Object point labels
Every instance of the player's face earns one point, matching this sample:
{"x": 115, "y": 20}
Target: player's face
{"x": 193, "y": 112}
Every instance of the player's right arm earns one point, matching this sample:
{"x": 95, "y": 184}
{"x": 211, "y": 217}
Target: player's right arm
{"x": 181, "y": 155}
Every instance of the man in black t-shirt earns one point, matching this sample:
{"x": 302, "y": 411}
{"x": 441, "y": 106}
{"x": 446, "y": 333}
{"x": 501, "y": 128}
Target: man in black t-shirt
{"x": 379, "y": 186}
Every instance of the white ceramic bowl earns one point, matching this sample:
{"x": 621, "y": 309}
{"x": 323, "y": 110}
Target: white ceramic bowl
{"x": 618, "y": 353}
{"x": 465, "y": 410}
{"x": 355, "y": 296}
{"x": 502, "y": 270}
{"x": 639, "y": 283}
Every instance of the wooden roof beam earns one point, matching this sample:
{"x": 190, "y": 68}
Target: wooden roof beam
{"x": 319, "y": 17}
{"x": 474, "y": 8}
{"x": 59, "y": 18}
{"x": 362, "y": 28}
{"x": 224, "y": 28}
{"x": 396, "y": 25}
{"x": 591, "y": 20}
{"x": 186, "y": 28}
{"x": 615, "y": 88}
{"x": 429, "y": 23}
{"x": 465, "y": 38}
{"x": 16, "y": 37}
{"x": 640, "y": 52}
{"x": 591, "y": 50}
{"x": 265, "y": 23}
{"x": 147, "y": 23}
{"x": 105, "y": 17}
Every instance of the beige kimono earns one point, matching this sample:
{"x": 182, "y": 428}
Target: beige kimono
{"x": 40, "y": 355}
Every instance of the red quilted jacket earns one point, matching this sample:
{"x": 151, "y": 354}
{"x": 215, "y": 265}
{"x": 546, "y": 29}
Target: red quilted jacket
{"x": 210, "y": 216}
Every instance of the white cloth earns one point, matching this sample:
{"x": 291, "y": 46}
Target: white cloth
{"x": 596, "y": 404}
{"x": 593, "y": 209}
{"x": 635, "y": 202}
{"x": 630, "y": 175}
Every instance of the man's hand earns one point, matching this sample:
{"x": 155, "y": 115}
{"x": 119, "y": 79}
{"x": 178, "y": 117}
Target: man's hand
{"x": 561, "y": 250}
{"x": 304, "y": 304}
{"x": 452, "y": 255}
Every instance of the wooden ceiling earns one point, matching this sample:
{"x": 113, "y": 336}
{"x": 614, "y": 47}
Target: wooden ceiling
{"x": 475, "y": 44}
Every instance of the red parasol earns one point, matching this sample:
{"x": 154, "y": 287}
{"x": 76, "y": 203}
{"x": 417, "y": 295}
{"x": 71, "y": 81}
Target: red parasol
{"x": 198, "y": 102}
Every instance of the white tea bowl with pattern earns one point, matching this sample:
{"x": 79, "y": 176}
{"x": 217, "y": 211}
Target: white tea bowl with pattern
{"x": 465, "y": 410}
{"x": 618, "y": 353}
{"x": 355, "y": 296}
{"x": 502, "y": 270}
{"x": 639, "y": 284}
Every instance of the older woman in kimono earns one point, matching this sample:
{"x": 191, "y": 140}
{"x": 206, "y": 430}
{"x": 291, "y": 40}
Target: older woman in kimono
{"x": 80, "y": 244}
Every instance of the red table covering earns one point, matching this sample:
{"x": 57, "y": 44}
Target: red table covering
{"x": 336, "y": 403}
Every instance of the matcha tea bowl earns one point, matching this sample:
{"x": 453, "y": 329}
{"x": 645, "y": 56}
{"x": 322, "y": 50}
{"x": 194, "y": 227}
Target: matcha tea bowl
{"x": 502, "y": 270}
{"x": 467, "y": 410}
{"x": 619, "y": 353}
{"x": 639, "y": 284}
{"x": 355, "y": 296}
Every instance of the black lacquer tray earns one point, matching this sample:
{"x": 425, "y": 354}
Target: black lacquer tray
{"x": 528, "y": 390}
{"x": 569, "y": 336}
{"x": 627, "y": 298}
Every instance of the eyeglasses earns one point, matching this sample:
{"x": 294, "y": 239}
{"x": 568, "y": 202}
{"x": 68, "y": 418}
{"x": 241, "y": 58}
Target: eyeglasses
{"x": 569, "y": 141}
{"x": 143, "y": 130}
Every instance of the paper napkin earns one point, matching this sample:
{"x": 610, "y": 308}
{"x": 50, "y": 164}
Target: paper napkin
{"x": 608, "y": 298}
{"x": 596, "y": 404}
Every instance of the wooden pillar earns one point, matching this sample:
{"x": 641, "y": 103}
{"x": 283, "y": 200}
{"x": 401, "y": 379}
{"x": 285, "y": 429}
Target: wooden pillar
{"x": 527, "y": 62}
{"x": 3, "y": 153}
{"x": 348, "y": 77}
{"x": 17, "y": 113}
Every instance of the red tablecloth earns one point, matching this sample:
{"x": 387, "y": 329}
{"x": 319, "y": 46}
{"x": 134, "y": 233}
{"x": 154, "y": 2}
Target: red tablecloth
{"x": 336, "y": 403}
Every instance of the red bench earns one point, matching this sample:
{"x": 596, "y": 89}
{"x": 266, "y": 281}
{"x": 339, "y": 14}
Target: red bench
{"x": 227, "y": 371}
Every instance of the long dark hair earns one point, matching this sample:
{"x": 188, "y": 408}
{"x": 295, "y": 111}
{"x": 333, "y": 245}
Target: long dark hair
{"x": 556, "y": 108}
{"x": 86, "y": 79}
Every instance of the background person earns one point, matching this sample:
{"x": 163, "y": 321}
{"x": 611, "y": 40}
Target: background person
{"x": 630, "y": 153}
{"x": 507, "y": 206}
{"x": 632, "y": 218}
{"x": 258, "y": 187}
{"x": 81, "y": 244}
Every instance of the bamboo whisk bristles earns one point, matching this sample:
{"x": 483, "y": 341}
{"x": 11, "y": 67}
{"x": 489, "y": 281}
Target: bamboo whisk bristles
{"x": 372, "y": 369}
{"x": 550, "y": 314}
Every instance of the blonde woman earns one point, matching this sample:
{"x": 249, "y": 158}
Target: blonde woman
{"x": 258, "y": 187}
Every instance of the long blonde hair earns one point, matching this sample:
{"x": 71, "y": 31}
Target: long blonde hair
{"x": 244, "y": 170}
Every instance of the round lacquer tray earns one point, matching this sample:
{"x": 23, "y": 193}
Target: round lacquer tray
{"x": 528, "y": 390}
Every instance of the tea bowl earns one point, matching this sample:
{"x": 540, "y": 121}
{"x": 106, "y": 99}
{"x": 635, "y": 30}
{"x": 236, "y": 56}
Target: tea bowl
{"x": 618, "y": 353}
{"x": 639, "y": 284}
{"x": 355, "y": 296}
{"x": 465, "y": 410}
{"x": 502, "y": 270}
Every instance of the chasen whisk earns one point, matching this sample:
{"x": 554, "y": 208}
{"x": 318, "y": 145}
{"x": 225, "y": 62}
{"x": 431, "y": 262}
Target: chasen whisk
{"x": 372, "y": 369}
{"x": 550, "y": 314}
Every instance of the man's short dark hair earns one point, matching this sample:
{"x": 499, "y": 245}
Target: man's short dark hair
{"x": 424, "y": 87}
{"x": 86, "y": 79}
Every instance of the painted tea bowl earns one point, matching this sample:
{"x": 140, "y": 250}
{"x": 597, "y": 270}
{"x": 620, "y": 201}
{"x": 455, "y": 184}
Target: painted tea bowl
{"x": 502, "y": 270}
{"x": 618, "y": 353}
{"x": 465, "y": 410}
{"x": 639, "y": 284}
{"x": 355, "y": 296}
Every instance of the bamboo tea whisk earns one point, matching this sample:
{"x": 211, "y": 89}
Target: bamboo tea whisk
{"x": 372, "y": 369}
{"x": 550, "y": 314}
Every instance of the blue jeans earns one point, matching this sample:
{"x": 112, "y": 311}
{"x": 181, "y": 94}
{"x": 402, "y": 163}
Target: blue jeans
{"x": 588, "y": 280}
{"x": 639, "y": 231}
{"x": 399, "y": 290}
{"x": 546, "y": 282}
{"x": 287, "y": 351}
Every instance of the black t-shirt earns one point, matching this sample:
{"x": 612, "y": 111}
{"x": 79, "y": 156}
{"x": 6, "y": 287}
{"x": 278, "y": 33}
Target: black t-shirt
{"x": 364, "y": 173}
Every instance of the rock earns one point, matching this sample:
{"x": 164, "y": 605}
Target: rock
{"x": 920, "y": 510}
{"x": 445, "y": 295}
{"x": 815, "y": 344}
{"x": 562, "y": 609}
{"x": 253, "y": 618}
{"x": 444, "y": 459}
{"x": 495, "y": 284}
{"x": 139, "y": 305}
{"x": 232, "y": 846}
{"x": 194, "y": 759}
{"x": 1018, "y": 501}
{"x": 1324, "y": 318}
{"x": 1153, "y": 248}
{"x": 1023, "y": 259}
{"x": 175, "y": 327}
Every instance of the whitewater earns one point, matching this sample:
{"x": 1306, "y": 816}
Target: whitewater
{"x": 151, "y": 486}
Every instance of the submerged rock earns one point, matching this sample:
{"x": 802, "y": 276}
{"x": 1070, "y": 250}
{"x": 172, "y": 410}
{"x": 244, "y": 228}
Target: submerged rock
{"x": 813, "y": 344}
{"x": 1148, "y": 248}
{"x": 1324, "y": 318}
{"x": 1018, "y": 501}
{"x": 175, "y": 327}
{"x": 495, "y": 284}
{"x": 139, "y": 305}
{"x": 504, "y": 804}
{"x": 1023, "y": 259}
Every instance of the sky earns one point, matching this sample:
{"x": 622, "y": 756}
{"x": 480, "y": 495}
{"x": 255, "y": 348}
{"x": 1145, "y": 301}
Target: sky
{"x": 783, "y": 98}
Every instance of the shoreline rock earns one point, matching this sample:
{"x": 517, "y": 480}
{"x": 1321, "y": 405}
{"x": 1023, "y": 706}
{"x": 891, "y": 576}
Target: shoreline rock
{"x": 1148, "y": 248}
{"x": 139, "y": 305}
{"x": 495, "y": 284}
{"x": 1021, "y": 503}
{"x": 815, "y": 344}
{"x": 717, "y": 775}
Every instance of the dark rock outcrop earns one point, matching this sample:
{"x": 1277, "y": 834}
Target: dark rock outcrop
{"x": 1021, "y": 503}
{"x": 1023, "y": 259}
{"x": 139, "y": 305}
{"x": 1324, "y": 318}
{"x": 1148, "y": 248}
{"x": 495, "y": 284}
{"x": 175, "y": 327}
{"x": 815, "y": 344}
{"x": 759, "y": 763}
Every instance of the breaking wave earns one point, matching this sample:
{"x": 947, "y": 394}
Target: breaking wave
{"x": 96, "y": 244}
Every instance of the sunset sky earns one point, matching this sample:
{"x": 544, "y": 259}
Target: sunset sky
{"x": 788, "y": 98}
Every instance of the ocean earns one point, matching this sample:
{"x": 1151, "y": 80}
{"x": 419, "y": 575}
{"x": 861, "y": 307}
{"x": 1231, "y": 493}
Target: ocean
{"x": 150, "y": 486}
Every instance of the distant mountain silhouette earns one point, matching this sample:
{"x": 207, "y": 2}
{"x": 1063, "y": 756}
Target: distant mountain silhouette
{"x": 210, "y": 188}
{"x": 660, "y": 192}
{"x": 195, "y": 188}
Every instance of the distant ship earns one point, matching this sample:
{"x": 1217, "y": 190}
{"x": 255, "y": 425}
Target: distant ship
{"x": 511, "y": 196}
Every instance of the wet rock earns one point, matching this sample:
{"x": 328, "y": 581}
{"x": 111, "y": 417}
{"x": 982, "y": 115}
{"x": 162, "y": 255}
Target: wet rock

→ **Stated problem**
Copy out the data word for word, from the line with "Every instance of the ocean" up to and including the last line of the data.

→ **Full solution**
Every instance of the ocean earns one point, matching this sample:
{"x": 1151, "y": 80}
{"x": 419, "y": 575}
{"x": 861, "y": 307}
{"x": 1231, "y": 493}
Target: ocean
{"x": 150, "y": 486}
Every instance of the distant mountain silhouette earns one point, matching this sample:
{"x": 207, "y": 2}
{"x": 1063, "y": 756}
Target: distant mountain silhouette
{"x": 210, "y": 188}
{"x": 660, "y": 192}
{"x": 195, "y": 188}
Every instance of the distant ship earns one point, matching this sample:
{"x": 1217, "y": 190}
{"x": 255, "y": 425}
Target: distant ship
{"x": 511, "y": 196}
Every instance of the wet rock earns one point, matching this sample:
{"x": 328, "y": 581}
{"x": 111, "y": 417}
{"x": 982, "y": 115}
{"x": 162, "y": 255}
Target: wet rock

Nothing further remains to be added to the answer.